***** Exercise input *****

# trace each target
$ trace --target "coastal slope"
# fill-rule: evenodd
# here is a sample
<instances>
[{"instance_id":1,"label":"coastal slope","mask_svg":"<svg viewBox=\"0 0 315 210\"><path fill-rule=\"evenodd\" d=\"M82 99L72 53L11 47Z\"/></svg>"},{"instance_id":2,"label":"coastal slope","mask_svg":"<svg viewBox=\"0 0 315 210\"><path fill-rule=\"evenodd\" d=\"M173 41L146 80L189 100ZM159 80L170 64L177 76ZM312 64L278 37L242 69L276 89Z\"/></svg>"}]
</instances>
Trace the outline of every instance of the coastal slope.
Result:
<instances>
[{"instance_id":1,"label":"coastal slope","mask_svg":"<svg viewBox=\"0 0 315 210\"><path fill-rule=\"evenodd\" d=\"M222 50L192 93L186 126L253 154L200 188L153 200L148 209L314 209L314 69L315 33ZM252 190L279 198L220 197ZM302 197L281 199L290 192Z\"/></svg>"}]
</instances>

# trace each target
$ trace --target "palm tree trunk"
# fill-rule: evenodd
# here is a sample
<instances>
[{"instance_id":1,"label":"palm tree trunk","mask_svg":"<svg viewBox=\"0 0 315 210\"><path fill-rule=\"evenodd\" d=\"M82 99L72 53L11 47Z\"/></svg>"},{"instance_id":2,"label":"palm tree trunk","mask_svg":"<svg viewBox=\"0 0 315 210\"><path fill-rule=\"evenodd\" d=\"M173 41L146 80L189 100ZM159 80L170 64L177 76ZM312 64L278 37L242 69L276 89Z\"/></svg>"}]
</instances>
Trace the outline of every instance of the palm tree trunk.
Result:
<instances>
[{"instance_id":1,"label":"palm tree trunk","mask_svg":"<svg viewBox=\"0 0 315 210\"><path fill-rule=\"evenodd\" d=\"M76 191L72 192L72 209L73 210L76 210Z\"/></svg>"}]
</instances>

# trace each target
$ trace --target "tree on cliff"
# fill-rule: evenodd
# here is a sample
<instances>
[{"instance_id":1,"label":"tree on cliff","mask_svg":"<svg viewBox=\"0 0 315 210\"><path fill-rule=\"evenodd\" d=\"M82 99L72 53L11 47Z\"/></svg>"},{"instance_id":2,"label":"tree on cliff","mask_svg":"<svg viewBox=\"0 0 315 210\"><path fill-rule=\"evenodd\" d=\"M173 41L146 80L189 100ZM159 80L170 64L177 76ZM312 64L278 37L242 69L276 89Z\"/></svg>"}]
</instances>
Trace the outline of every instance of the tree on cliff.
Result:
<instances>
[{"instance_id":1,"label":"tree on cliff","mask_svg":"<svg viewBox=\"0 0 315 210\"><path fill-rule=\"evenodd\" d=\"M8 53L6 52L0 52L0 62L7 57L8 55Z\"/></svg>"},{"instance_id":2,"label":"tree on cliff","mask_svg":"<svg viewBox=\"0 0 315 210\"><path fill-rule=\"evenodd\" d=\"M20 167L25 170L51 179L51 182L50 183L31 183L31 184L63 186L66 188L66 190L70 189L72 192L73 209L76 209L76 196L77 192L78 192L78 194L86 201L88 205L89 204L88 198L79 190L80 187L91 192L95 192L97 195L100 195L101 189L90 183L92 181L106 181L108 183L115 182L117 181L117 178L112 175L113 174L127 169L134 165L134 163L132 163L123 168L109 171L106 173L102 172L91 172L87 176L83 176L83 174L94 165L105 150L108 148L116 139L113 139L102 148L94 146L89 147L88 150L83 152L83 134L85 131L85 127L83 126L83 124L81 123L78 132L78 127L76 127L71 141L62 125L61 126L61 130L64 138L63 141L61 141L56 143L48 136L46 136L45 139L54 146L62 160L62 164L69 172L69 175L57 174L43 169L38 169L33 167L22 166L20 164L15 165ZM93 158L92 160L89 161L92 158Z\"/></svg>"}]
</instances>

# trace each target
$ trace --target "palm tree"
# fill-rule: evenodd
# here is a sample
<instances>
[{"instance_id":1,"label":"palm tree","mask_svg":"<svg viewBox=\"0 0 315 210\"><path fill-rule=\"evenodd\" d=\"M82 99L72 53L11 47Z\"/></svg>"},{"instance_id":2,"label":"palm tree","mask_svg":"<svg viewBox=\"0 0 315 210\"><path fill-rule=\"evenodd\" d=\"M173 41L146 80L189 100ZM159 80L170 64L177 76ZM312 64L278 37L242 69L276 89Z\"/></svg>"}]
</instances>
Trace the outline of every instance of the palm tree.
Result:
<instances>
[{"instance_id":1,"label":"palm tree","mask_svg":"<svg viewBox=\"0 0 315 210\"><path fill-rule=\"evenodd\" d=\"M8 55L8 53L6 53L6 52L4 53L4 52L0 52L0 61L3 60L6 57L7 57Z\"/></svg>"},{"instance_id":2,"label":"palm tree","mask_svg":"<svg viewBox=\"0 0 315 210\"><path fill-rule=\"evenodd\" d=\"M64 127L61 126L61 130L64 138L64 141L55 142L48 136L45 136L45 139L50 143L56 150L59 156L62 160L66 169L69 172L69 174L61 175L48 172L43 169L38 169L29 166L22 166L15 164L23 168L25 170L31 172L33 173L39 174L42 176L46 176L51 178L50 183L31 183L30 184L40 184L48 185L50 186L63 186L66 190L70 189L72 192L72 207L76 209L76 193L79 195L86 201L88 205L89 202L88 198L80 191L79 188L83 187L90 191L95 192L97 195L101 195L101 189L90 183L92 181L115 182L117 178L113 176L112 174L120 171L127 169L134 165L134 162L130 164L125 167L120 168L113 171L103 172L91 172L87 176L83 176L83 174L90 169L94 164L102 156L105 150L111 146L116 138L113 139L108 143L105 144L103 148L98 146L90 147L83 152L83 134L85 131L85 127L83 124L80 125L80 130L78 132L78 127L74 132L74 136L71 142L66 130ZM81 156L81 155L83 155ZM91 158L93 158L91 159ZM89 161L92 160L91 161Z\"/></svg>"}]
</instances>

*****

Exactly as written above, please repeat the entries.

- **The response**:
# trace each target
$ trace --target "coastal slope"
# fill-rule: evenodd
# here is a sample
<instances>
[{"instance_id":1,"label":"coastal slope","mask_svg":"<svg viewBox=\"0 0 315 210\"><path fill-rule=\"evenodd\" d=\"M82 99L72 53L11 47Z\"/></svg>"},{"instance_id":2,"label":"coastal slope","mask_svg":"<svg viewBox=\"0 0 315 210\"><path fill-rule=\"evenodd\" d=\"M173 41L146 80L189 100ZM159 80L170 64L177 76ZM312 64L278 37L242 69L276 89Z\"/></svg>"}]
</instances>
Trace the outline of every instance of the coastal slope.
Result:
<instances>
[{"instance_id":1,"label":"coastal slope","mask_svg":"<svg viewBox=\"0 0 315 210\"><path fill-rule=\"evenodd\" d=\"M222 50L192 93L186 126L253 154L200 188L153 200L148 209L314 209L314 69L315 33ZM252 190L279 198L220 197ZM302 197L281 199L290 192Z\"/></svg>"}]
</instances>

# trace each target
$ trace --target "palm tree trunk"
# fill-rule: evenodd
# here is a sample
<instances>
[{"instance_id":1,"label":"palm tree trunk","mask_svg":"<svg viewBox=\"0 0 315 210\"><path fill-rule=\"evenodd\" d=\"M82 99L72 53L11 47Z\"/></svg>"},{"instance_id":2,"label":"palm tree trunk","mask_svg":"<svg viewBox=\"0 0 315 210\"><path fill-rule=\"evenodd\" d=\"M173 41L146 80L189 100ZM159 80L170 64L177 76ZM312 64L278 37L242 69L276 89Z\"/></svg>"}]
</instances>
Trace the outline of every instance of the palm tree trunk.
Result:
<instances>
[{"instance_id":1,"label":"palm tree trunk","mask_svg":"<svg viewBox=\"0 0 315 210\"><path fill-rule=\"evenodd\" d=\"M76 191L72 192L72 209L73 210L76 210Z\"/></svg>"}]
</instances>

# trace each target
$ trace --target "tree on cliff"
# fill-rule: evenodd
# here is a sample
<instances>
[{"instance_id":1,"label":"tree on cliff","mask_svg":"<svg viewBox=\"0 0 315 210\"><path fill-rule=\"evenodd\" d=\"M82 99L72 53L11 47Z\"/></svg>"},{"instance_id":2,"label":"tree on cliff","mask_svg":"<svg viewBox=\"0 0 315 210\"><path fill-rule=\"evenodd\" d=\"M173 41L146 80L189 100ZM159 80L170 64L177 76ZM312 64L278 37L242 69L276 89Z\"/></svg>"}]
</instances>
Trace the outline of every instance of the tree on cliff.
Result:
<instances>
[{"instance_id":1,"label":"tree on cliff","mask_svg":"<svg viewBox=\"0 0 315 210\"><path fill-rule=\"evenodd\" d=\"M8 53L6 52L0 52L0 62L7 57L8 55Z\"/></svg>"},{"instance_id":2,"label":"tree on cliff","mask_svg":"<svg viewBox=\"0 0 315 210\"><path fill-rule=\"evenodd\" d=\"M20 167L25 170L51 179L51 182L50 183L31 183L31 184L63 186L66 188L66 190L70 189L72 192L73 209L76 209L76 196L77 192L78 192L78 194L86 201L88 205L89 204L88 198L79 190L80 187L91 192L95 192L97 195L100 195L101 189L90 183L92 181L106 181L108 183L115 182L117 181L117 178L112 175L113 174L127 169L134 165L134 163L132 163L123 168L109 171L106 173L102 172L91 172L87 176L83 176L83 174L94 165L105 150L108 148L116 139L113 139L102 148L94 146L89 147L88 150L83 152L83 134L85 131L85 127L83 126L83 124L81 123L78 132L78 127L76 127L71 141L62 125L61 126L61 130L64 138L63 141L61 141L56 143L48 136L46 136L45 139L54 146L62 160L62 164L69 172L69 175L57 174L43 169L38 169L33 167L22 166L20 164L15 165ZM93 158L92 160L89 161L92 158Z\"/></svg>"}]
</instances>

# trace each target
$ trace --target "palm tree"
# fill-rule: evenodd
# here is a sample
<instances>
[{"instance_id":1,"label":"palm tree","mask_svg":"<svg viewBox=\"0 0 315 210\"><path fill-rule=\"evenodd\" d=\"M82 99L72 53L11 47Z\"/></svg>"},{"instance_id":2,"label":"palm tree","mask_svg":"<svg viewBox=\"0 0 315 210\"><path fill-rule=\"evenodd\" d=\"M173 41L146 80L189 100ZM159 80L170 64L177 76ZM312 64L278 37L242 69L276 89Z\"/></svg>"}]
</instances>
Trace the outline of every instance of the palm tree.
Result:
<instances>
[{"instance_id":1,"label":"palm tree","mask_svg":"<svg viewBox=\"0 0 315 210\"><path fill-rule=\"evenodd\" d=\"M8 55L8 53L6 53L6 52L4 53L4 52L0 52L0 61L3 60L6 57L7 57Z\"/></svg>"},{"instance_id":2,"label":"palm tree","mask_svg":"<svg viewBox=\"0 0 315 210\"><path fill-rule=\"evenodd\" d=\"M64 127L61 126L61 130L64 138L64 141L55 142L48 136L45 136L45 139L50 143L56 150L59 156L62 160L66 169L69 172L69 174L61 175L48 172L43 169L38 169L29 166L22 166L15 164L23 168L25 170L31 172L33 173L39 174L42 176L46 176L51 178L50 183L31 183L30 184L40 184L48 185L50 186L63 186L66 190L70 189L72 192L72 207L76 209L76 193L79 195L86 201L88 205L89 202L88 198L80 191L79 188L83 187L90 191L95 192L97 195L101 195L101 189L90 183L92 181L115 182L117 178L113 176L112 174L120 171L127 169L134 165L134 162L130 164L125 167L120 168L113 171L103 172L91 172L87 176L83 176L83 174L90 169L94 164L102 156L105 150L111 146L116 138L113 139L108 143L105 144L103 148L98 146L90 147L83 152L83 134L85 131L85 127L83 124L80 125L80 130L78 132L78 127L74 132L74 136L71 142L66 130ZM81 156L81 155L83 155ZM91 158L93 158L91 159ZM89 161L92 160L91 161Z\"/></svg>"}]
</instances>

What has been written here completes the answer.